-- START --

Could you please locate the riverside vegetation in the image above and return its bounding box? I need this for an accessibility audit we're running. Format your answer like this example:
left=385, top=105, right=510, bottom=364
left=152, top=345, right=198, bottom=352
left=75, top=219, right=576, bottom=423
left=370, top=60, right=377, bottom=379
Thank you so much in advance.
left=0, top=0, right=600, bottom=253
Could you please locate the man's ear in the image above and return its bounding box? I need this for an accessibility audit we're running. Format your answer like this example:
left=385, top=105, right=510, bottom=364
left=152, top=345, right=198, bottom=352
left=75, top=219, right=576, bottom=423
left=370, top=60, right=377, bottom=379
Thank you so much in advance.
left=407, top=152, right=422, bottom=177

-- END --

▶ **What the task requires**
Recast every line of the rows above as a JSON list of strings, one string per line, with blank lines left out.

▶ **Result of this exercise**
[
  "Could you please locate the riverside vegetation in the image above and return its bounding box? I need this for an accessibility audit we're running. Format your answer like this example:",
  "left=385, top=105, right=510, bottom=364",
  "left=152, top=345, right=198, bottom=352",
  "left=75, top=219, right=576, bottom=423",
  "left=370, top=60, right=377, bottom=379",
  "Thank you so much in advance.",
  "left=0, top=0, right=600, bottom=253",
  "Could you please locate the man's ear in the image above and return its bounding box? I need this for an accessibility audit we're running. Format your answer like this example:",
  "left=385, top=105, right=510, bottom=364",
  "left=152, top=345, right=198, bottom=352",
  "left=75, top=219, right=576, bottom=423",
  "left=370, top=60, right=377, bottom=379",
  "Thank you so much in advance.",
  "left=407, top=152, right=422, bottom=177"
]